:: Data excerpts

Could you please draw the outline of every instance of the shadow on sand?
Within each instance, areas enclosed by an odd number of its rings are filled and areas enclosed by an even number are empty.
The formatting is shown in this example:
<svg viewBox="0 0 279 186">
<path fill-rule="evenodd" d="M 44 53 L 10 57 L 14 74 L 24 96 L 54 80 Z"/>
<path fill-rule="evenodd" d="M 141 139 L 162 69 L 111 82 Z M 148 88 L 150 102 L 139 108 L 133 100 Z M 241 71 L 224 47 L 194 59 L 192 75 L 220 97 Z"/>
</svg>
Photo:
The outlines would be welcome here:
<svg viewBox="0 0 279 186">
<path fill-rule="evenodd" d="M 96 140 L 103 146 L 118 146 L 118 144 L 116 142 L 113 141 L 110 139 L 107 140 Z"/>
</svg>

::::

§ **Goal of the exercise**: Output every line of the entries above verbatim, in their original order and with no changes.

§ **Reply**:
Could you please draw the outline of every instance of the shadow on sand?
Within each instance, areas enclosed by an odd number of its rings are filled and areas enclosed by an even number are empty.
The formatting is shown in this example:
<svg viewBox="0 0 279 186">
<path fill-rule="evenodd" d="M 44 53 L 10 57 L 14 74 L 24 96 L 54 80 Z"/>
<path fill-rule="evenodd" d="M 141 139 L 162 69 L 111 82 Z M 148 88 L 150 102 L 139 108 L 133 100 Z M 241 71 L 224 47 L 194 59 L 192 75 L 220 97 Z"/>
</svg>
Photo:
The outlines would be welcome here:
<svg viewBox="0 0 279 186">
<path fill-rule="evenodd" d="M 96 140 L 103 146 L 118 146 L 118 144 L 116 142 L 113 141 L 110 139 L 107 140 Z"/>
</svg>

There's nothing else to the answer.